In your copy, include every line of the listing below exactly but none of the pictures.

# Provided information:
┄┄┄┄┄┄┄┄┄┄

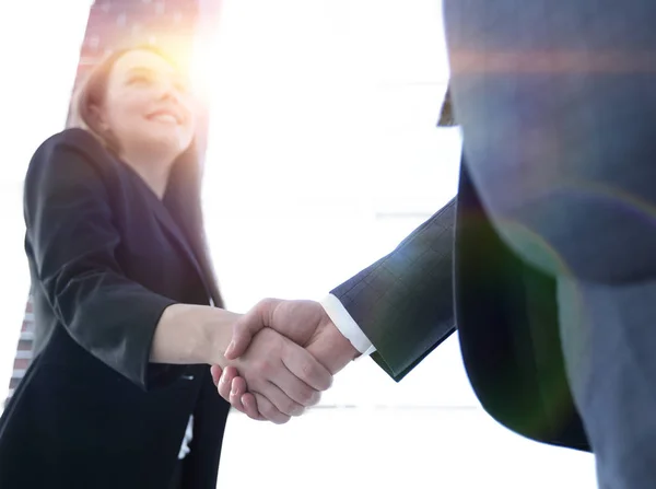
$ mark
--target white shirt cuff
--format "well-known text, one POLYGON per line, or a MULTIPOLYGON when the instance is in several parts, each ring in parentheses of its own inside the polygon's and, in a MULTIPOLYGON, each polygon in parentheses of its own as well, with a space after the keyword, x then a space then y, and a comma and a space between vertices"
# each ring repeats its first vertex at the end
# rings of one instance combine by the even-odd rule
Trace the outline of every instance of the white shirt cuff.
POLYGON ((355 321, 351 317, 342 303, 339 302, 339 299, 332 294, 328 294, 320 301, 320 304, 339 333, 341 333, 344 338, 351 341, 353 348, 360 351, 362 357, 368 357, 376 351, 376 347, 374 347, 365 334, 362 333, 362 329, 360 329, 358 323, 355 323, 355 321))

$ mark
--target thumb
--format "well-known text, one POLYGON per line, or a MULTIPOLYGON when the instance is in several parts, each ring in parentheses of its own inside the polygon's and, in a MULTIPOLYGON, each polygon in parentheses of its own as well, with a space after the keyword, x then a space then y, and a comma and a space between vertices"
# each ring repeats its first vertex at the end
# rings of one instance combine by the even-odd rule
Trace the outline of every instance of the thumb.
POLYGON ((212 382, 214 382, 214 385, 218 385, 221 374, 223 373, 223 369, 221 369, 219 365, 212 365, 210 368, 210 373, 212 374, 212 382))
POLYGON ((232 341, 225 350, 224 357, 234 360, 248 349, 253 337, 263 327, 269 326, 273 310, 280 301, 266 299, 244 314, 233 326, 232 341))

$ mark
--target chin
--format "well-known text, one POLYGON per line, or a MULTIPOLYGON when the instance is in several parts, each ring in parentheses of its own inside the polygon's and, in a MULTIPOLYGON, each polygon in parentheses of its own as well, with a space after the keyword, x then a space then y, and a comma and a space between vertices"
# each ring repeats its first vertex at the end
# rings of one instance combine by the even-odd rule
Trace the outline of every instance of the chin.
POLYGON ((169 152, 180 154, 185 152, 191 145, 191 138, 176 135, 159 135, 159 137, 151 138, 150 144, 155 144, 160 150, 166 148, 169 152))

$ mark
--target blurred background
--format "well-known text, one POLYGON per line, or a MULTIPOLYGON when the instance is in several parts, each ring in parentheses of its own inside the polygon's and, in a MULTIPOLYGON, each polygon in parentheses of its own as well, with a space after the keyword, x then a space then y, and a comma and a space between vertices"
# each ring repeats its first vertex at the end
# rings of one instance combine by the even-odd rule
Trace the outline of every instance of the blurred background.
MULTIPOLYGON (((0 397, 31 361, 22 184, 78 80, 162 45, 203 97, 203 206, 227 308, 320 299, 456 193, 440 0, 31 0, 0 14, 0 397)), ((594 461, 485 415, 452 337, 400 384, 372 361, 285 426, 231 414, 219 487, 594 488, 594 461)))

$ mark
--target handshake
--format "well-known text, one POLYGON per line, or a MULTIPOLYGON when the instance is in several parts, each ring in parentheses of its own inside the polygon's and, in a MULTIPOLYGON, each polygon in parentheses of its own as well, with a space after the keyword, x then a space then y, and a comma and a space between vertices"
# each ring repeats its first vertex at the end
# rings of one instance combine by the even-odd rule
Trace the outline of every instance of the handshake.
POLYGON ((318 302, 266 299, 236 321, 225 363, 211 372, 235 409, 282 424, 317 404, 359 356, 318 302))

┄┄┄┄┄┄┄┄┄┄

# Correct response:
$ mark
--target white shirt cuff
--format "well-known text, one POLYGON per line, or a MULTIPOLYGON when the instance is in several parts, each ring in parentheses of its own inside the polygon's and, in a MULTIPOLYGON, each polygon in parentheses of its own as well, with a space after the keyword, x then a space then y, and a comma and a space between vertices"
# each ring repeats its first vertex at the end
# rings of one instance combine by the even-odd rule
Trace the outline of every instance of the white shirt cuff.
POLYGON ((355 321, 351 317, 342 303, 339 302, 339 299, 332 294, 328 294, 320 301, 320 304, 339 333, 341 333, 344 338, 351 341, 353 348, 360 351, 362 357, 368 357, 376 351, 376 347, 374 347, 365 334, 362 333, 362 329, 360 329, 358 323, 355 323, 355 321))

$ mark
--target thumb
--format "well-known text, one POLYGON per line, or a MULTIPOLYGON when the instance is in several parts, each ring in parentheses of its own inside the polygon's and, in a MULTIPOLYGON, each polygon in parentheses of its own as well, with a space after the keyword, x then a space then y, and a comma and a space between vertices"
# each ring repeats its first vertex at the end
# rings of one instance combine by the even-odd rule
Trace the outline of every instance of the thumb.
POLYGON ((212 382, 214 382, 214 385, 218 385, 221 374, 223 373, 223 369, 221 369, 219 365, 212 365, 210 368, 210 373, 212 374, 212 382))
POLYGON ((232 341, 225 350, 224 357, 234 360, 248 349, 253 337, 263 327, 269 326, 273 310, 280 301, 266 299, 244 314, 233 326, 232 341))

$ mark
--target chin
--format "well-known text, one POLYGON per line, or a MULTIPOLYGON when the instance is in several parts, each ring in parentheses of its own inside the polygon's and, in a MULTIPOLYGON, each polygon in parentheses of its own as well, with a space after the keyword, x then a space then y, and a comma and a space between vertices"
# each ring repeats its first vertex at the end
# rings of one instance combine by the even-odd rule
Trace the outline of every instance of the chin.
POLYGON ((169 152, 180 154, 185 152, 191 145, 191 138, 176 135, 159 135, 159 137, 151 138, 150 144, 155 144, 160 150, 166 148, 169 152))

$ mark
--target blurred background
--format "well-known text, one POLYGON per line, or a MULTIPOLYGON when the instance is in several parts, each ring in parentheses of its own inside the polygon's and, in a MULTIPOLYGON, each polygon in parentheses of its own as well, with a space after the keyword, x then a space then y, and a comma and a space between vertices"
# each ring repeats its first vertex at the end
# rings of one instance combine by the even-odd rule
Trace the outline of every instance of the blurred background.
MULTIPOLYGON (((0 397, 31 361, 22 184, 78 80, 162 45, 203 97, 203 206, 227 308, 320 299, 456 193, 440 0, 31 0, 0 14, 0 397)), ((594 461, 485 415, 452 337, 400 384, 372 361, 285 426, 231 414, 219 487, 594 488, 594 461)))

$ mark
--target handshake
--format "well-known text, one POLYGON per line, or a MULTIPOLYGON when the instance is in several parts, each ring in parentheses of its own inside the polygon's and, in a MULTIPOLYGON, each polygon in parentheses of its own as well, with a space after the keyword, x then a space then y, and a comma and a space between vertices"
# each ring repeats its first vertex at the end
# rings of one instance combine by the even-odd rule
Trace the outline of every instance of the handshake.
POLYGON ((318 302, 266 299, 236 321, 225 363, 211 372, 235 409, 282 424, 317 404, 359 356, 318 302))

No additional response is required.